Supplied passage Start Marker
According to the Bureau of Statistics (BLS), the metropolitan area of Atlanta-Sandy Springs-Marietta ranks eighth in the nation for its employment of forensic scientists. Statewide, Georgia ranked among the nation’s top 10 states for its employment level of forensic scientists.
The Georgia Bureau of Investigation, Division of Forensic Sciences, is responsible for providing forensic sciences “through accurate and thorough analyses utilizing state-of-the-art technology.”
The Division of Forensic Sciences is organized into 10 distinct departments, which include:
- Forensic Biology
- Implied Consent
- Latent Prints
- Medical Examiners
- Operations Support
- Questioned Documents/Impressions
- Trace Evidence
The Division performs its forensic services through its laboratory headquarters in Decatur and through six strategically located branches:
- Central Lab: Dry Branch
- Coastal Lab: Savannah
- Eastern Lab: Augusta
- Northeastern Lab: Cleveland
- Southwestern Lab: Moultrie
- Western Lab: Midland
Georgia’s Forensic Science Colleges
Georgia is home to a number of colleges and universities that offer study in forensic science. One of the more common programs is a Bachelor of Science in Forensic Science, which provides a solid foundation for students seeking careers in:
- Forensic Chemistry
- Forensic Microscopy
- Forensic Toxicology
- Forensic Photography
- Forensic DNA
- Forensic Fingerprinting
Most Bachelor of Science degrees in Forensic Science require students to possess a minimum GPA in all courses taken in their last degree program in high school or college, as well as a minimum SAT score in math.
Core coursework in a Bachelor of Science degree in Forensic Science often includes the following:
- Forensic Anthropology
- Principles of Human Genetics
- Quantitative Analysis
- Forensic Instrumentation
- Criminal Procedure
- Introduction to Criminalistics
- Diagnostic Techniques in Molecular Pathology
- Forensic Molecular Techniques
About Georgia’s Division of Forensic Sciences
Forensic scientists working in Georgia through the Division of Forensic Sciences (often referred to as crime lab scientists) are responsible for performing laboratory examinations, on physical evidence submitted by state, local, and federal law enforcement agencies.
Individuals who want to learn how to become a forensic scientist and pursue a career in this field in Georgia must possess, at a minimum, a bachelor’s degree from an accredited college or university that includes at least two college science courses. Additional educational requirements may exist for forensic scientists, depending on the position.
Georgia’s Division of Forensic Sciences, which was established in 1952, is the second oldest state crime laboratory in the nation. The Division of Forensic Sciences provides scientific support to the state’s criminal justice system through the collection, analysis, and interpretation of physical evidence for police officers and other law enforcement officials, investigators, and district attorneys throughout the State of Georgia.
Forensic scientists in Georgia use some of the most current scientific technologies and instrumentation to analyze and interpret physical evidence. These professionals are also responsible for providing expert courtroom testimony.
Supplied passage End Marker
Supplied information Start Marker
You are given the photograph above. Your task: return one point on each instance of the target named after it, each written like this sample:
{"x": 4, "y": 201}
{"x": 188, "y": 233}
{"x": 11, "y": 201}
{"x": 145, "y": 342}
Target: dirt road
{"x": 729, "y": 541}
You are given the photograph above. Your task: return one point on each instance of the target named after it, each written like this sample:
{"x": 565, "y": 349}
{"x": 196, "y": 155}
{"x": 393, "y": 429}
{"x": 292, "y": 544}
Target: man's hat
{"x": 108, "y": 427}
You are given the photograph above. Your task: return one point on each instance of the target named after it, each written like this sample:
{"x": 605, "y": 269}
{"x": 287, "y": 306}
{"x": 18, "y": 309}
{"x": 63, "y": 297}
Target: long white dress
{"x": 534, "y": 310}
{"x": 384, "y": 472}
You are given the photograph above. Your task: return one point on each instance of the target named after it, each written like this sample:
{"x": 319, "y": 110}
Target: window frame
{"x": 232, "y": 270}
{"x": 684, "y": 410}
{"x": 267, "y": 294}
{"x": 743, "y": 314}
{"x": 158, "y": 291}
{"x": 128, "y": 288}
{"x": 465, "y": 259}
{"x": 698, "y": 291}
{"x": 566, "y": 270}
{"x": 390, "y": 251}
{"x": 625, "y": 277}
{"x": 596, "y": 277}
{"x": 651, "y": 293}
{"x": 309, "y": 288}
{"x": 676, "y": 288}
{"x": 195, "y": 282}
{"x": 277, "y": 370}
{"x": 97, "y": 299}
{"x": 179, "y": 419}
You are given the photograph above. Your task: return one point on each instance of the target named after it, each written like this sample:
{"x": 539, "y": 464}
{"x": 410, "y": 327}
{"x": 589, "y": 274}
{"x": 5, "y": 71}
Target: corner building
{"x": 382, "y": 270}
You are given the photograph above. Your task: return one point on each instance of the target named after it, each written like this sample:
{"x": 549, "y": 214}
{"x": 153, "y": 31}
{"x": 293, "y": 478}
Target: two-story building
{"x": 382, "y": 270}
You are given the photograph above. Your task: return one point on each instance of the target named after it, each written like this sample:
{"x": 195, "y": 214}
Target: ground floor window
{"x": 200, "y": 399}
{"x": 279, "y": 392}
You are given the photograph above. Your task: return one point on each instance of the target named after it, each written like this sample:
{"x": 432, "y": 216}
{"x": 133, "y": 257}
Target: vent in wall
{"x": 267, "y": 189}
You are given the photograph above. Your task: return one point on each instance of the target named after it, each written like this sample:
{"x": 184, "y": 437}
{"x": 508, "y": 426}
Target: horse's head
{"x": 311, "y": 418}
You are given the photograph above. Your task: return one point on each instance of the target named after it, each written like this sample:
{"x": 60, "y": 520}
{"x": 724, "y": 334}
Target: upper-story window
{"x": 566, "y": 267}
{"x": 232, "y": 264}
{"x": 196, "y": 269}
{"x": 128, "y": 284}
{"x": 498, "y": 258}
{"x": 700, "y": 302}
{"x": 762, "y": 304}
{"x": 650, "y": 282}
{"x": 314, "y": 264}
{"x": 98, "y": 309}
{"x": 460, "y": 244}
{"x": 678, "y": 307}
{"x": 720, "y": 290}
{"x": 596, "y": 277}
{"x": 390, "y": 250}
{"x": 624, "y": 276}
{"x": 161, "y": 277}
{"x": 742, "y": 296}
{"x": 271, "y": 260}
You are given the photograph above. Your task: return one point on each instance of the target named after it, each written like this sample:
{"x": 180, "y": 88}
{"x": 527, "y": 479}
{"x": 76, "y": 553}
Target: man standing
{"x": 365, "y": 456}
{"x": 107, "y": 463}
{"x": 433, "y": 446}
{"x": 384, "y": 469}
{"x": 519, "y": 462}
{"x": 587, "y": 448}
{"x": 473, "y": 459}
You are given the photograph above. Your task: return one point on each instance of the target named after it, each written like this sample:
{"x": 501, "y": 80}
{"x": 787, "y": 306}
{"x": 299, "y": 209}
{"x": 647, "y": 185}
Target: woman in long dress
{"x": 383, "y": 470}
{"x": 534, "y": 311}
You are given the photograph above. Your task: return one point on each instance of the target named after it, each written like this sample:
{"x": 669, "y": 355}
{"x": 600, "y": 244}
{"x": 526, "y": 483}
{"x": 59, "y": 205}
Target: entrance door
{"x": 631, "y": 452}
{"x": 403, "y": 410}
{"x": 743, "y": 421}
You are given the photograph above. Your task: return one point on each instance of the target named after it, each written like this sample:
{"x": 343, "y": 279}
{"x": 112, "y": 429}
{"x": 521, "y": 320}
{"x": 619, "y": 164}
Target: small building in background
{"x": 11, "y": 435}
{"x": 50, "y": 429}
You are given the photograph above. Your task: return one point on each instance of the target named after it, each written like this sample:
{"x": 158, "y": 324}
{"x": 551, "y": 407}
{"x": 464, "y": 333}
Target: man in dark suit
Supplied information End Marker
> [About this exercise]:
Answer these questions from the text on forensic science in Georgia.
1. In which city is the laboratory headquarters of the Division of Forensic Sciences?
2. In what year was Georgia's Division of Forensic Sciences established?
3. How many college science courses must a bachelor's degree include, at a minimum, for someone seeking a forensic scientist career in Georgia?
None of the items are needed for the task.

> [Response]:
1. Decatur
2. 1952
3. At least two